>>>>>

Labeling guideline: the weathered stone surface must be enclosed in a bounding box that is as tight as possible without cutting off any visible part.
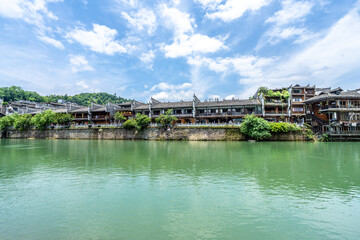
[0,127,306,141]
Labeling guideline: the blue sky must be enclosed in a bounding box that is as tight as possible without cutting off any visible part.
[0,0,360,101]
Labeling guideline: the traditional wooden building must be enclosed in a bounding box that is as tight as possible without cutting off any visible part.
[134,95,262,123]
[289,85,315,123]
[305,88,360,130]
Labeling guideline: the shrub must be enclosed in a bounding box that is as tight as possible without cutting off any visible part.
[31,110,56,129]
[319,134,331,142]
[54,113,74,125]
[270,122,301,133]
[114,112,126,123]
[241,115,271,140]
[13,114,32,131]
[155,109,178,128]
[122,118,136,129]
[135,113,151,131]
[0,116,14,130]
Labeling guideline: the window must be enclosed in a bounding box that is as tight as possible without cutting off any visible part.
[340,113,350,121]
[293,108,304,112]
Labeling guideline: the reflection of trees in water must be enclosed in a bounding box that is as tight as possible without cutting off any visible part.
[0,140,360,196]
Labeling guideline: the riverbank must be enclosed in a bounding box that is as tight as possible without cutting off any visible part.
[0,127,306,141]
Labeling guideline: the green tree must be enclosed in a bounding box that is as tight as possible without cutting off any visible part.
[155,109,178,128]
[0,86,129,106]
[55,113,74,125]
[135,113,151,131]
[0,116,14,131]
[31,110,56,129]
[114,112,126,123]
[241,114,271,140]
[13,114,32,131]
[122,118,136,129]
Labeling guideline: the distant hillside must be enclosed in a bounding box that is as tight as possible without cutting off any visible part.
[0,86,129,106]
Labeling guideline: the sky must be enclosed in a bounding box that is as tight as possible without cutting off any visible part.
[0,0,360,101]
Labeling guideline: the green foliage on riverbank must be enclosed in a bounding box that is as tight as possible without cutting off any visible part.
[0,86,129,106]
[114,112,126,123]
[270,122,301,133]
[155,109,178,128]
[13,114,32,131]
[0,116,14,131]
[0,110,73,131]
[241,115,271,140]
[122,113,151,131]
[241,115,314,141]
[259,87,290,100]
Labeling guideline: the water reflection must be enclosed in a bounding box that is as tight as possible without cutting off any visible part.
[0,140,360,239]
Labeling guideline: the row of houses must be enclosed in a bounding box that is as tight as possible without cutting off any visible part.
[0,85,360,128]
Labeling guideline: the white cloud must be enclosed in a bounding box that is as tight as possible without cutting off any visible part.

<<<<<

→ **EXERCISE DETAILS**
Reproduce every one of the lines above word for word, with the pictures left out.

→ **SOLUTION FOR THIS TASK**
Labeling guideline: the weathered stone surface must be enclosed in a bounding box that is as tight as possible without cutting off any visible part.
[0,127,306,141]
Labeling guideline: the blue sky must be enclosed in a bounding box that is as tight as possible without cutting off any visible part.
[0,0,360,101]
Labeling guideline: the traditional wooden building must be enclosed in a bounding box that is as tight as possible without cutting off any visible part.
[134,95,262,123]
[289,85,315,123]
[305,88,360,130]
Labeling guideline: the shrub must be enclosed in a bounding box that is as tight as possible without cutting off any visible part.
[31,110,56,129]
[319,134,331,142]
[54,113,74,125]
[270,122,301,133]
[114,112,126,123]
[241,115,271,140]
[13,114,32,131]
[155,109,178,128]
[122,118,136,129]
[135,113,151,131]
[0,116,14,130]
Labeling guideline: the window must be enclosed in a bounding box that is as tight as possible without cutting off any visible part.
[340,113,350,121]
[293,108,304,112]
Labeling guideline: the reflection of trees in water must be enclosed in a bounding box that is as tight as possible without cutting off any visible part.
[0,140,360,196]
Labeling guideline: the riverbank must be enclosed in a bounding box that is as tight as possible without cutting off any visible part.
[0,127,306,141]
Labeling guideline: the green tree must be enclosed in a bounding box that is as tight as possible without cutting off any visible part.
[155,109,178,128]
[0,86,129,106]
[55,113,74,125]
[135,113,151,131]
[0,116,14,131]
[31,110,56,129]
[114,112,126,123]
[241,114,271,140]
[13,114,32,131]
[122,118,136,129]
Labeling guideline: the distant hillside must be enclosed in a bounding box that is as tight as possible without cutting off any visible part.
[0,86,129,106]
Labeling guideline: the sky must be enclosed in a bounding box that is as tight as possible without cutting off any visible part.
[0,0,360,101]
Labeling guideline: the green foliage on riverbank must be enclosed in a bounding box that is as tight as possible without cutting off any visible part.
[0,86,129,106]
[114,112,126,123]
[270,122,301,133]
[155,109,178,128]
[13,114,32,131]
[0,116,14,131]
[0,110,73,131]
[241,115,271,140]
[122,113,151,131]
[241,115,314,141]
[259,87,290,100]
Labeling guideline: the water reflection must be enclosed in a bounding box that is as tight as possible without cutting off any visible part.
[0,140,360,239]
Labeling guideline: the row of houses must be enclosed in a bounding box that is as tight as possible without cutting off any visible part.
[0,85,360,128]
Labeling guideline: the white cloud must be enclosed in a bounding box that is as tight as possible without cutting off any visible part.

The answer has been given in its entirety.